• **Document segment**:
--------

Marcion, a Bishop of Sinope in the 2nd Century when hearing the narrative of Christ's birth had bitterly wailed "Away with that lowly manger, those dirty swaddling clothes", because Marcion denied that Jesus had ever been born (in a human way) at all. It was really an example of pious belief taken to an extreme, a pious belief that led to sin, because for Marcion the idea that God, the perfect, all knowing, all powerful God would ever lower himself to take on something as filthy as a human body was a step to far, demeaning almost to the divine. After all how could one so Heavenly and Divine as God ever be associated with dirty nappies (diapers for my american friends), lying in an filthy animal's manger or even afterbirth?
While I am certainly not defending a heretic I do understand where Marcion was coming from. Truthfully, how many of us if we hadn't read so in the Scriptures would have believed that God chose to be born human? That He would choose to put Himself through a human life with all its frailties and hardships? Not only all that, but that He would also choose not to be born in a fancy Hospital to rich parents, but in a lowly, filthy manger to a young girl and a Carpenter? - I suppose it is hard for us to imagine the story of Christ's beginnings being any different than the Scriptural narrative, because most of us will have known the Gospel accounts of the Nativity since we were children, but remember in Marcion's time there was no Canon of Scripture, there were no Bibles and everything was up for debate.
Marcion’s idea was that one day Jesus came down, not in dirty human flesh but a spirit in human form (this was known as doceticism). It was against such Gnostic “antimaterialism” that the brave Ignatius of Antioch proclaimed that Jesus was "truly born, truly lived, truly died" in what was to be one of the earliest creedal expressions of the Christian Church. It is a very well known proverb, one which I have often heard repeated as something "Billy Graham" said, yet in truth it was a 1st Century Christian who first uttered them in Greek. What is maybe even less well known is the rallying call that these words proved to be amongst the Church Fathers against the docetics (such as Marcion) of their day.
I think it fair to say that though we often fight long and hard in defence of the virgin birth, in spite of science and reason, we are often so preoccupied with Mary’s Virginity that we forget to reflect upon her maternity. Mary wasn’t simply some entrance for Christ to get into the world, some door which He stepped through, or that He "passed through like water in a pipe" (As Tertullian refutes in Chp.4 of "Against All Heresies"). No, she was His Mother, raising Him and caring for Him. It was on her knee our Saviour was rocked gently to sleep, it was from her breast He was nursed and it was she who nurtured Him. I don’t think one needs to be a High Churchman, or have Rome-ward leanings to believe that it was her who helped Him memorize the Psalms or helped Him to learn how to pray, after all isn’t that what mothers do?

--------

• **Extracted material**:
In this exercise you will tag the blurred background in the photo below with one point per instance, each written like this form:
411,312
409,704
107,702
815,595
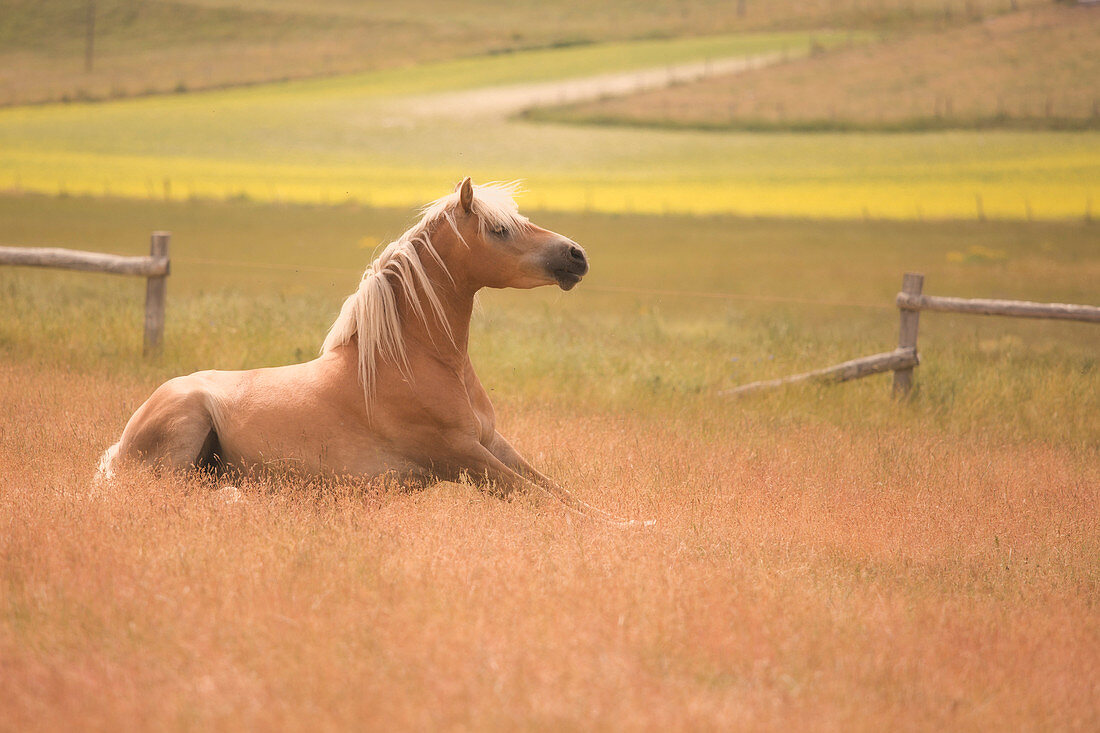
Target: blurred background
751,178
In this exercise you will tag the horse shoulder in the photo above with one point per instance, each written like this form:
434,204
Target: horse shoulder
481,404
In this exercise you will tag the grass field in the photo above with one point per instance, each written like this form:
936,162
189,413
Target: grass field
824,557
1035,68
166,45
387,139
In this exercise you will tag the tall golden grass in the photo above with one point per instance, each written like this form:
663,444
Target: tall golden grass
800,576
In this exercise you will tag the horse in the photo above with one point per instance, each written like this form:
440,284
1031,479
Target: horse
393,392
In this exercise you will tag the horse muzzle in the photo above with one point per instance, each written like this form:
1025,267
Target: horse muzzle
569,265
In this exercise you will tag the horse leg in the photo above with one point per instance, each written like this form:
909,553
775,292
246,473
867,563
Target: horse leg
481,461
173,430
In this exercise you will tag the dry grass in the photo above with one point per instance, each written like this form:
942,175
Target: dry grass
1035,68
824,558
160,45
800,576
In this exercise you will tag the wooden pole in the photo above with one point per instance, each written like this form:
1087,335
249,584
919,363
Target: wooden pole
849,370
911,285
89,41
155,291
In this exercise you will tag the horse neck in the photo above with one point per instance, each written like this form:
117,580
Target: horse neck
429,335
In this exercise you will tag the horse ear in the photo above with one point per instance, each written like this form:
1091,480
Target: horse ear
466,195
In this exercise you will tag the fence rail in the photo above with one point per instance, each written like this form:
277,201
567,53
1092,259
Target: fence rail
1015,308
117,264
154,269
902,360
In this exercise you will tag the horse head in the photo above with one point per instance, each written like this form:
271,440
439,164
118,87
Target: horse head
499,248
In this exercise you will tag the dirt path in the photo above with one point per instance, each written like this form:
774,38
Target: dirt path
508,99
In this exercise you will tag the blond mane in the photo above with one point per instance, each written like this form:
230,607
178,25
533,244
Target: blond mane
371,314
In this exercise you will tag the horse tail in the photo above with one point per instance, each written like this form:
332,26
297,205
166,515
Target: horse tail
105,471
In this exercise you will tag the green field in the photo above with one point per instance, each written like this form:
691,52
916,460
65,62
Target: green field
823,556
144,46
389,138
255,285
1032,69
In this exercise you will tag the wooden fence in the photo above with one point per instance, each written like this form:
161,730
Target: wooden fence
154,269
902,360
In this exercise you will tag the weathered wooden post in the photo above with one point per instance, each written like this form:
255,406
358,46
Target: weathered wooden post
155,290
911,284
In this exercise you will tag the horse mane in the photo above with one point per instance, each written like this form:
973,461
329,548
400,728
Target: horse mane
371,313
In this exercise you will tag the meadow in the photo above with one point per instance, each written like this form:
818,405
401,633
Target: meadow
824,557
387,138
151,46
1029,69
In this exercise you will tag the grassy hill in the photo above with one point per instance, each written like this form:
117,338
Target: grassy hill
164,45
1032,69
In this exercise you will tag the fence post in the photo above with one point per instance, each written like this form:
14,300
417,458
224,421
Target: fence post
906,337
155,291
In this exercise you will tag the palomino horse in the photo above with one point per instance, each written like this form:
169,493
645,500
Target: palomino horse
394,392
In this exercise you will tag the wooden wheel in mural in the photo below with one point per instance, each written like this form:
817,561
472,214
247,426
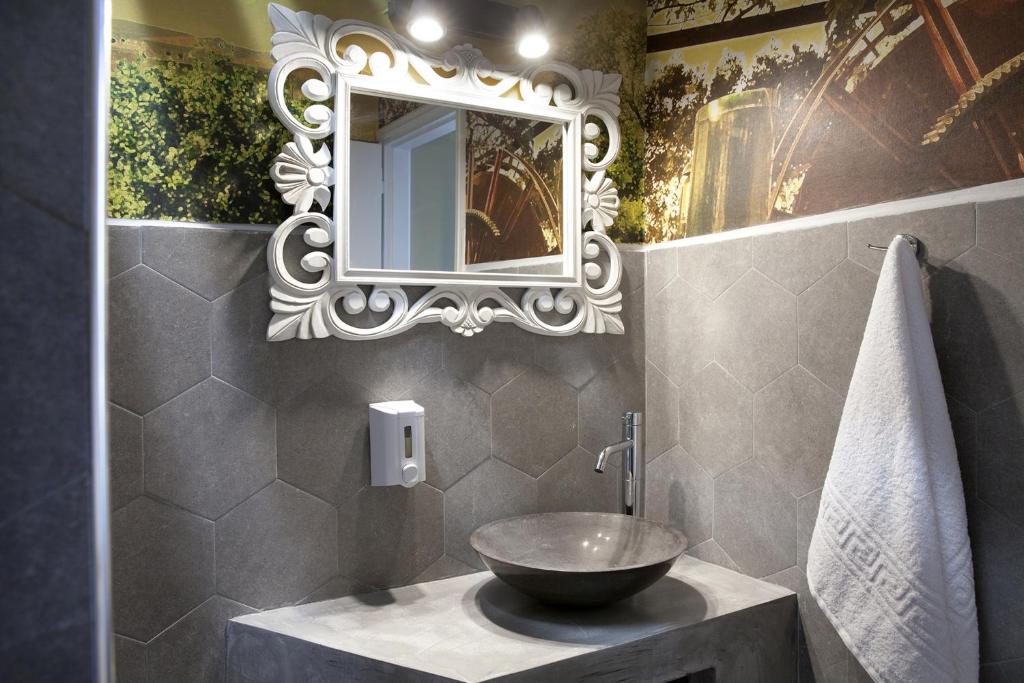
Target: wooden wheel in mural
923,98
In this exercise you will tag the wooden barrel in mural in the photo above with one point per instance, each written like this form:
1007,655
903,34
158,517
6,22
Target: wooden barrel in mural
730,182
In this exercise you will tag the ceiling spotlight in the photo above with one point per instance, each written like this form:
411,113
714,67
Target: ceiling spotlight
531,38
424,25
534,45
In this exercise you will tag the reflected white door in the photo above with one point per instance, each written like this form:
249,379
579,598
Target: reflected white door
366,210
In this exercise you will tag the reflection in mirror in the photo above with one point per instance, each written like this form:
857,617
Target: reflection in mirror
438,188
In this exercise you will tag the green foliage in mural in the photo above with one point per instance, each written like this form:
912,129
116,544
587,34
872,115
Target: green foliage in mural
193,141
677,11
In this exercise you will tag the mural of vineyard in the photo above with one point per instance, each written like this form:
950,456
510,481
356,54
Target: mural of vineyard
762,110
193,138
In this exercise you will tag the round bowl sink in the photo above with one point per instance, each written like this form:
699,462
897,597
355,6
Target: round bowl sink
580,559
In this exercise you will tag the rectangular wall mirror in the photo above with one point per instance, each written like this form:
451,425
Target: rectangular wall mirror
448,189
437,188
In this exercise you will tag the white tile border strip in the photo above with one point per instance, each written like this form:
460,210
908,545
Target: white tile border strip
977,195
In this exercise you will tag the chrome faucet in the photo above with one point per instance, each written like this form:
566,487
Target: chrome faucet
634,464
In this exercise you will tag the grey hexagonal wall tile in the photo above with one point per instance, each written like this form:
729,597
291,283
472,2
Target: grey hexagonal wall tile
755,520
965,424
388,535
457,425
823,656
125,457
604,400
662,421
129,657
159,339
681,494
242,355
193,649
491,359
390,367
535,421
978,324
999,227
755,330
807,515
576,359
210,262
324,439
493,491
443,567
833,312
162,566
997,545
945,232
678,335
716,424
997,672
797,259
124,249
579,358
1000,458
337,587
634,267
714,266
795,423
709,551
209,449
572,485
662,268
276,547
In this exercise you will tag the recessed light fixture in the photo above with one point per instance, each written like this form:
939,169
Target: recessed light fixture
425,25
531,38
532,45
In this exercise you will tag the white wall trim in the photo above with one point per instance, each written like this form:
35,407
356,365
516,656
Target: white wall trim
979,195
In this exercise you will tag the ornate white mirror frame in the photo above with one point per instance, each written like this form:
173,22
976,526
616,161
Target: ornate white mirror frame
328,299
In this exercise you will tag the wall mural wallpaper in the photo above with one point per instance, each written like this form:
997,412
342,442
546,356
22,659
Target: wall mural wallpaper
764,110
188,82
743,112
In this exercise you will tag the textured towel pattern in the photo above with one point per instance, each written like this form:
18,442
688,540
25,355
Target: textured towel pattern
890,558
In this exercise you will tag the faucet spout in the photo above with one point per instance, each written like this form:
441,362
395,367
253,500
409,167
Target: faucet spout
602,458
631,446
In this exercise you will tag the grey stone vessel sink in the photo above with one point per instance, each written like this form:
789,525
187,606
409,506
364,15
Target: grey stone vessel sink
578,559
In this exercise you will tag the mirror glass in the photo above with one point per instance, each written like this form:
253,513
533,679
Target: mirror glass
439,188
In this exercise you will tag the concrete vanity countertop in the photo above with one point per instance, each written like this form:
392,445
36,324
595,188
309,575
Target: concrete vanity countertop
474,628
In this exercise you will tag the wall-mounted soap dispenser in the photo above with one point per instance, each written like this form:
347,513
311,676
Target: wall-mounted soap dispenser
396,444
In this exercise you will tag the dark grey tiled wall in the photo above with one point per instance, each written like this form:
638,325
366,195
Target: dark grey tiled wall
241,468
751,344
45,492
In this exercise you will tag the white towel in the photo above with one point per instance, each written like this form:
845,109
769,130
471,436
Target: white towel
890,559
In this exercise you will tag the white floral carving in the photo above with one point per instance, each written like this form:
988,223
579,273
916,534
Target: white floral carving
306,300
600,202
302,175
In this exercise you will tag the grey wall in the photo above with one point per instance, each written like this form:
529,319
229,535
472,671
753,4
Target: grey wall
241,467
751,346
45,489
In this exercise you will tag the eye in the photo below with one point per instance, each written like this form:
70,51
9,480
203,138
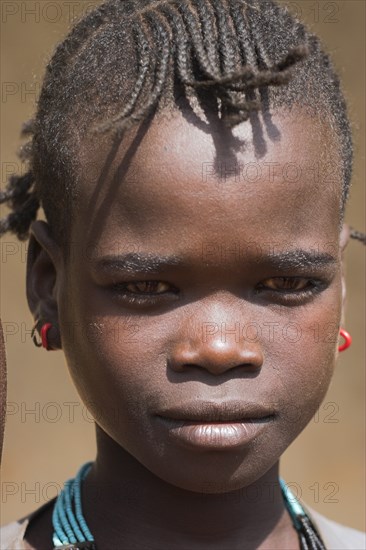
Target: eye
290,291
147,287
145,293
287,283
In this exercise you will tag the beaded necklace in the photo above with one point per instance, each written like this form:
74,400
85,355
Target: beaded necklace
72,533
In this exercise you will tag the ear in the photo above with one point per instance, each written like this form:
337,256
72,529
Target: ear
343,241
44,269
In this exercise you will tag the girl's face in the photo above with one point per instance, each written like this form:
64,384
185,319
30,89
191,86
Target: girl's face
205,292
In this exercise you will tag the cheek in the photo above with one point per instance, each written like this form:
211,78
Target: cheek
114,363
302,358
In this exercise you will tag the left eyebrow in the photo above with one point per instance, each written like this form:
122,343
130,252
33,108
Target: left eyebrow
135,262
303,259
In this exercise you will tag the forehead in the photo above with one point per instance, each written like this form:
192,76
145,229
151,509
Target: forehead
178,179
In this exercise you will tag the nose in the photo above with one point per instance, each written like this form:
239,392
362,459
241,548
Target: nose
215,355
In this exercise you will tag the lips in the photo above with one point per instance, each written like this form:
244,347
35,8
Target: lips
208,426
217,412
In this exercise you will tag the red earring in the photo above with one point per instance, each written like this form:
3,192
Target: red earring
44,339
347,340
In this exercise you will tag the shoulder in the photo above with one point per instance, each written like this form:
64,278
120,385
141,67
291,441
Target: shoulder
15,535
335,535
12,535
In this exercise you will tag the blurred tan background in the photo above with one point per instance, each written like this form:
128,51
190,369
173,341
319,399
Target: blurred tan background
48,432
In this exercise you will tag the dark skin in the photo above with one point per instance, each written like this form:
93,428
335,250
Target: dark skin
145,490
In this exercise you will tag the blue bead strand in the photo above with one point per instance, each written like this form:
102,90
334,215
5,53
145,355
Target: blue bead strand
69,529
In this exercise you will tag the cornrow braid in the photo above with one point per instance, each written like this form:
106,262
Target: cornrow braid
129,59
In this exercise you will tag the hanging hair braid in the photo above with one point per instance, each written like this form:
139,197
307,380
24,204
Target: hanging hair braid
128,59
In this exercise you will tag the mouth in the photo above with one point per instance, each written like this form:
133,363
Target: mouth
215,412
215,426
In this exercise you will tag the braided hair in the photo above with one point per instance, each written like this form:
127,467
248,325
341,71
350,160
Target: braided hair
128,59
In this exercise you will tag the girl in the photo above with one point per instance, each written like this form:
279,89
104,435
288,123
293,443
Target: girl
202,131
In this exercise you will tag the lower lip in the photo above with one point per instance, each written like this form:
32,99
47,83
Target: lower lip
214,435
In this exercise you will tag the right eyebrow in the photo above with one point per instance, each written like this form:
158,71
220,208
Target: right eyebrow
300,258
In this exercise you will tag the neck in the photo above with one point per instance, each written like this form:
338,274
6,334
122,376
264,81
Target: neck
125,504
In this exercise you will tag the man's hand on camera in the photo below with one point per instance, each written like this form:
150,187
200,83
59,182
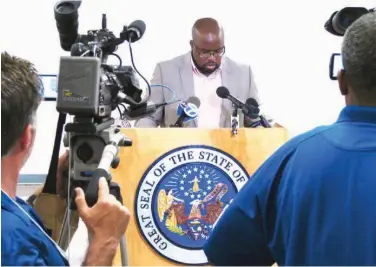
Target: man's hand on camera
62,175
106,221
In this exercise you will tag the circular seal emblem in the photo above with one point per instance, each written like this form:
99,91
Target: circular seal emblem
181,196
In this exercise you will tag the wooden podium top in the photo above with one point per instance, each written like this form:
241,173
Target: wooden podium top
248,149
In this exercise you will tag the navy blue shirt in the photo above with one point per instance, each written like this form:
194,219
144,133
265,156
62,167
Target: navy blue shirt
313,202
23,243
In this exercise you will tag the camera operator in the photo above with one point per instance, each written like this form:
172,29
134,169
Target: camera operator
24,240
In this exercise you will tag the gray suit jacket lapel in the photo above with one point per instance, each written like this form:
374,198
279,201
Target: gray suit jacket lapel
186,76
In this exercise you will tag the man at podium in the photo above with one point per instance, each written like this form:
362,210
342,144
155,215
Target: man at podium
199,73
313,201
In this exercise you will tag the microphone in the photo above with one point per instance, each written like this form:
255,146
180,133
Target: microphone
187,111
264,122
135,31
250,111
234,120
133,113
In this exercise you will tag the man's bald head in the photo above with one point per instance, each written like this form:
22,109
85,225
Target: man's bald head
206,26
207,45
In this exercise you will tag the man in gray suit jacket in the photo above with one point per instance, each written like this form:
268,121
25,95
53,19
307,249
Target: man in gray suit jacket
199,73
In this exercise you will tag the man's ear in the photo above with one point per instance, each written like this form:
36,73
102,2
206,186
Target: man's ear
342,82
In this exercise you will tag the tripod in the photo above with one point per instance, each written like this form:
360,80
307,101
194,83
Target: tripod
103,146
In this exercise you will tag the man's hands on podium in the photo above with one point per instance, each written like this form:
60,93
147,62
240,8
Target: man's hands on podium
106,222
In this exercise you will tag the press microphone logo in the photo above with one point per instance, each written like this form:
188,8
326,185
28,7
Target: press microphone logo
191,110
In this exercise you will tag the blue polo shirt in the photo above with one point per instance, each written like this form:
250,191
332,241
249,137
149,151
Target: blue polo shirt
23,243
313,202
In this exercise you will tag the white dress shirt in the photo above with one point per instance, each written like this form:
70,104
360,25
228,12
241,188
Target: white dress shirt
205,88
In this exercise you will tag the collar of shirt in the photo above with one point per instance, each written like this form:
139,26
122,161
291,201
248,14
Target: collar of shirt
7,204
358,114
198,73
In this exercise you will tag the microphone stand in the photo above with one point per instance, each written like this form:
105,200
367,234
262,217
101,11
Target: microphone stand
234,120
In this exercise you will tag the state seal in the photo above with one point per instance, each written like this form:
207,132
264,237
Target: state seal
181,196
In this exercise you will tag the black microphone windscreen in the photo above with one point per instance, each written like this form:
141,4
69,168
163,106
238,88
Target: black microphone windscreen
222,92
139,25
194,100
252,102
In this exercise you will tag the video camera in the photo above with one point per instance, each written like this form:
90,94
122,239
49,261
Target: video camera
337,25
89,89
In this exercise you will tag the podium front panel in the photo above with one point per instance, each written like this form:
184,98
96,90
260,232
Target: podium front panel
177,182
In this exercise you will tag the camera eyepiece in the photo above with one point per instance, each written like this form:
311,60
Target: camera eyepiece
339,21
66,16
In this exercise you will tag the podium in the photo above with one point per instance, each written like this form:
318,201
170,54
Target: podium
176,182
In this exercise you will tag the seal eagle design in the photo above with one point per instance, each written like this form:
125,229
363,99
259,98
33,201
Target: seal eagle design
181,196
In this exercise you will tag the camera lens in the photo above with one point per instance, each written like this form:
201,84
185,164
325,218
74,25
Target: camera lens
85,152
66,16
345,17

--------

• **What the exercise asks**: Copy out the passage about Marcion word for word, starting with "While I am certainly" and going on through "up for debate.". Draw only on the passage about Marcion, not on the rows.

• **Response to this exercise**:
While I am certainly not defending a heretic I do understand where Marcion was coming from. Truthfully, how many of us if we hadn't read so in the Scriptures would have believed that God chose to be born human? That He would choose to put Himself through a human life with all its frailties and hardships? Not only all that, but that He would also choose not to be born in a fancy Hospital to rich parents, but in a lowly, filthy manger to a young girl and a Carpenter? - I suppose it is hard for us to imagine the story of Christ's beginnings being any different than the Scriptural narrative, because most of us will have known the Gospel accounts of the Nativity since we were children, but remember in Marcion's time there was no Canon of Scripture, there were no Bibles and everything was up for debate.